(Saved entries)
********************

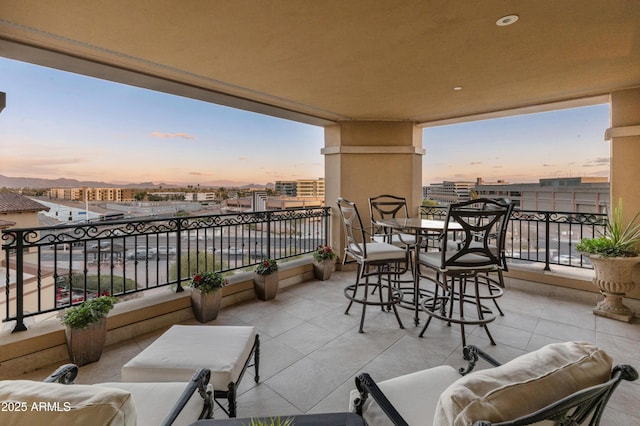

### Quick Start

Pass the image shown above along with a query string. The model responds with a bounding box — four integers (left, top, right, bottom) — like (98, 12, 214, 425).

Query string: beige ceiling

(1, 0, 639, 126)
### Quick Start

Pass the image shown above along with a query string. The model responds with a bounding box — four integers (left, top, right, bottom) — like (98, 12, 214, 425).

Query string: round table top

(375, 217, 462, 231)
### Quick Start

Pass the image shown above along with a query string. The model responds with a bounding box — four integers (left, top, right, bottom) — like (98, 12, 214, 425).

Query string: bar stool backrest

(369, 194, 410, 237)
(440, 199, 510, 270)
(337, 197, 368, 261)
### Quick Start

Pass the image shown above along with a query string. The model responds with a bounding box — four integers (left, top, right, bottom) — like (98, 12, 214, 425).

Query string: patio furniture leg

(345, 264, 362, 315)
(459, 277, 466, 348)
(475, 277, 497, 345)
(253, 334, 260, 383)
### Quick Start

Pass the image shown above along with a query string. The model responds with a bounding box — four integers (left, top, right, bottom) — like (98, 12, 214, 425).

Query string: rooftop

(0, 190, 50, 214)
(12, 270, 640, 423)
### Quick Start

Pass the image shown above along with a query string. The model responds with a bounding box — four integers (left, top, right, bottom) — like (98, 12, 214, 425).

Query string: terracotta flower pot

(313, 259, 335, 281)
(587, 254, 640, 322)
(191, 288, 222, 323)
(65, 317, 107, 366)
(253, 272, 279, 301)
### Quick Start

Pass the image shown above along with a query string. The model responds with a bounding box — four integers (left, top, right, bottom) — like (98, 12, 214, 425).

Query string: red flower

(193, 274, 202, 282)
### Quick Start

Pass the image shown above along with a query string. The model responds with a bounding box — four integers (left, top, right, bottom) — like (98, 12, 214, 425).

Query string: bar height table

(374, 218, 462, 325)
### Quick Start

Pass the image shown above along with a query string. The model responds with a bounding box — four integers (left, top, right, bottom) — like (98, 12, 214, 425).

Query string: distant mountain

(0, 174, 272, 189)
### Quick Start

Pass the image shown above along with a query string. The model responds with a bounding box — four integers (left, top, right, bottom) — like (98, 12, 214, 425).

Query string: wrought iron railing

(419, 205, 608, 270)
(2, 207, 331, 332)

********************

* _Directions for this task_: Copy the entries character for character, excluding any pictures.

* _Output of the task_:
### Quick Start

Pass the image shown above along with a query string. The model responds with a bounding box — four integers (left, top, right, bottom) — like (98, 12, 214, 425).

Query string: beige ceiling

(1, 0, 639, 126)
### Quick Start

Pass the image shown above along with a query string. The model responds with a bounding box — four integers (left, top, right, bottom) — like (98, 12, 214, 425).

Query string: round table top

(375, 217, 462, 231)
### Quick Start

Pass the image shown above along with a query string. The model responds with a bounding box — four integers (left, top, right, bottom) — like (98, 12, 214, 425).

Query string: bar stool backrest

(369, 194, 410, 237)
(440, 199, 510, 270)
(337, 197, 368, 261)
### Quick Start

Pass the image shown above along with a query string. The model responds with a bounding box — four integers (left, top, right, bottom) — like (98, 12, 214, 425).

Query string: patio furniture leg

(345, 264, 362, 315)
(459, 277, 466, 348)
(475, 277, 497, 345)
(253, 334, 260, 383)
### Quick Start

Pass the image shown above along with a query string. The model responds with a bounding box — four integers (left, top, right, bottom) — like (98, 12, 214, 425).

Query string: rooftop

(0, 190, 50, 214)
(12, 270, 640, 423)
### Quick Start

Pass the image shown above along with a query string. The model responds with a bounding box — four integers (left, top, right, bottom) — like (98, 12, 214, 425).

Query string: terracotta flower pot

(313, 259, 335, 281)
(587, 254, 640, 322)
(191, 288, 222, 323)
(65, 317, 107, 366)
(253, 272, 279, 301)
### Quick Start

Pass the image shown above along with a query string. The model responds with a bounding box — four integers (left, top, right, bottom) — like (98, 12, 214, 425).

Query string: red flower

(193, 274, 202, 282)
### Quick Start

Pass the image shown above along with a query string. The model responds with a bounding box — four integers (left, top, right, bottom) — like (98, 12, 214, 425).

Query string: bar height table

(374, 218, 462, 325)
### Quick Start

Pass the image shown above along with a query string. The model responds with a bounding box — four integers (left, top, right, bottom) — like (98, 12, 214, 425).

Query string: distant mountain

(0, 174, 272, 189)
### Quick Start

Pass the image shown above along with a query string. The model responds with a bounding box — four integers (left, top, right, bottom) — like (98, 12, 214, 425).

Query string: wrought iron railing

(419, 205, 608, 270)
(2, 207, 331, 332)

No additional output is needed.